_Recorded information_.
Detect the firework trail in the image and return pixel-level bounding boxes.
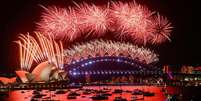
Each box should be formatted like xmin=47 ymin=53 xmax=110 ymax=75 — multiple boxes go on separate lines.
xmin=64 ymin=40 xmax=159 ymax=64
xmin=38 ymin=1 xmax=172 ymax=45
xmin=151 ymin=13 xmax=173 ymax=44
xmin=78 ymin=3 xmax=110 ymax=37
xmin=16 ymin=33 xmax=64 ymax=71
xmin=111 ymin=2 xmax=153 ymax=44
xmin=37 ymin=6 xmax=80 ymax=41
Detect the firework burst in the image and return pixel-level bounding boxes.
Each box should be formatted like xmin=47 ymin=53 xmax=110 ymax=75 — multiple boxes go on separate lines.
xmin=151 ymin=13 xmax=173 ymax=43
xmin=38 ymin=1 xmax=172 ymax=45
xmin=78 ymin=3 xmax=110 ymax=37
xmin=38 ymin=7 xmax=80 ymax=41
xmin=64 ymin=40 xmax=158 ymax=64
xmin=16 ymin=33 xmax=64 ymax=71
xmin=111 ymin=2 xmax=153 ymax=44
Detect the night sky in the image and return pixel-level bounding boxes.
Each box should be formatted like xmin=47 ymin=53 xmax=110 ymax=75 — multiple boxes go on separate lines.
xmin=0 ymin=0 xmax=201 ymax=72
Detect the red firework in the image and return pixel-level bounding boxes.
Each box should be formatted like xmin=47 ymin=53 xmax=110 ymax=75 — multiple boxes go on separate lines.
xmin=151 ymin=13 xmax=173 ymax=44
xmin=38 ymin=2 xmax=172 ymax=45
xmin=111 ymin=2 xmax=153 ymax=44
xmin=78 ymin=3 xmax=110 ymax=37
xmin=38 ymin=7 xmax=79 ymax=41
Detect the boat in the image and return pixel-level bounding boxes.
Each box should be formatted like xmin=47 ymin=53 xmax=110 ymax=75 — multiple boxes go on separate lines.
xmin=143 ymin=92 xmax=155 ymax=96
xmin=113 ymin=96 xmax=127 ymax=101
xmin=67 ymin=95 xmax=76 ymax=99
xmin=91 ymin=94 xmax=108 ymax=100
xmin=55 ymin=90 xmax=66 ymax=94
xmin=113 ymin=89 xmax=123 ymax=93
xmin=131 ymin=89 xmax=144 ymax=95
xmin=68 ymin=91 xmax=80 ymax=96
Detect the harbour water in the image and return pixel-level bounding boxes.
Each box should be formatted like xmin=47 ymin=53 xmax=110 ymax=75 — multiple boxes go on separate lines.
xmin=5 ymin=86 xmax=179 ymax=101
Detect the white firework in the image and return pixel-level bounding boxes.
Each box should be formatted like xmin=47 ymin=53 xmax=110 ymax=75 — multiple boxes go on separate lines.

...

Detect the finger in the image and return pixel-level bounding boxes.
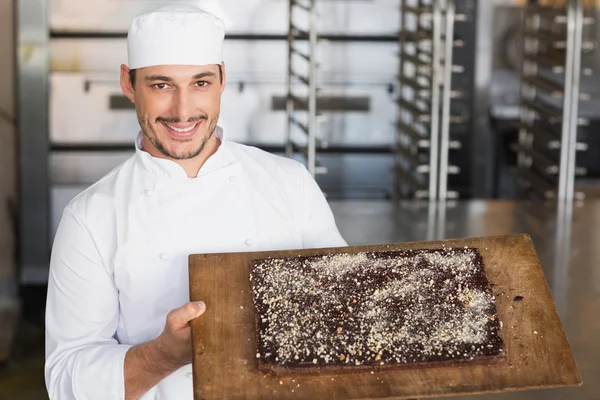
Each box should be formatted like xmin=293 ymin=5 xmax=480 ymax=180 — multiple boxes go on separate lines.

_Problem_.
Reproduce exactly the lines starting at the one that contains "Detect the night" and ending at the one that contains "xmin=38 ymin=7 xmax=79 ymax=41", both included.

_Exercise solution_.
Detect the night sky in the image and return pixel-level bounding boxes.
Each box should be formatted like xmin=47 ymin=53 xmax=110 ymax=75 — multiple boxes go on separate lines.
xmin=0 ymin=0 xmax=201 ymax=72
Detect the red firework in the image and return pixel-level bounding boxes.
Each box should be formatted like xmin=47 ymin=53 xmax=110 ymax=75 — multiple boxes go on separate lines.
xmin=151 ymin=13 xmax=173 ymax=44
xmin=38 ymin=2 xmax=172 ymax=45
xmin=111 ymin=2 xmax=153 ymax=44
xmin=78 ymin=3 xmax=110 ymax=37
xmin=38 ymin=7 xmax=79 ymax=41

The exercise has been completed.